## Task objective
Continue the forum thread about Maxx 5000 replacement batteries, starting right after its last sentence.

## Document excerpt
--- BEGIN ---
# Maxx 5000 Batteries



## rca (May 14, 2006)

I am having a hard time finding Maxx 5000 replacement batteries. Any suggestions would be appreciated. The manufacturer no longer carries the batteries.

Thank you.


----------



## Jason E. (Sep 9, 2004)

rca said:


> I am having a hard time finding Maxx 5000 replacement batteries. Any suggestions would be appreciated. The manufacturer no longer carries the batteries.
> 
> Thank you.


I am looking also if u find out let me know...


----------



## BirdHntr (Apr 30, 2005)

Try batteriesplus.com.


----------



## Jim Pickering (Sep 17, 2004)

I just replaced the battery in my Malcolm, same battery so maybe I can be helpful. The small 12v batteries are typically used for emergency lighting in commercial buildings so your local electrical supply shop will like carry small 12v batteries. However, they may not be the correct size for the MAX as was the case here.
--- END ---
## Raw data
--- BEGIN ---
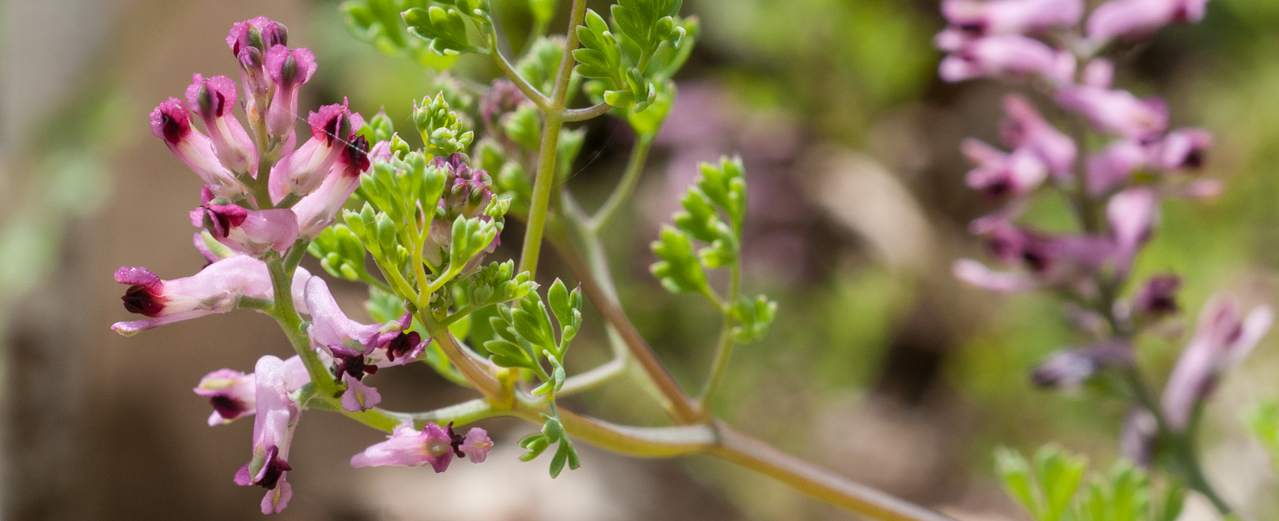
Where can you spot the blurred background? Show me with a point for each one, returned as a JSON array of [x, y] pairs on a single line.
[[879, 365]]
--- END ---
## Response for this exercise
I have to order on line at:
http://www.batteryprice.com/index.aspPageAction=VIEWPROD&ProdID=624

The batteries arrive UPS within the week.


----------



## Blackkettle Retrievers2 (Aug 8, 2006)

*batteries*

I picked some up at a Interstate battery dealer. I just took the old one in and they had new ones sitting on the shelf.(no waiting for them to order)


----------



## Misty Marsh (Aug 1, 2003)

My experience is that they are actaully a pretty common emergency lighting type battery. 12V and long and narrow, and less than $20.00 new.


----------



## maydayretrievers (May 30, 2005)

grainger.com..they have them i just bought 2 ..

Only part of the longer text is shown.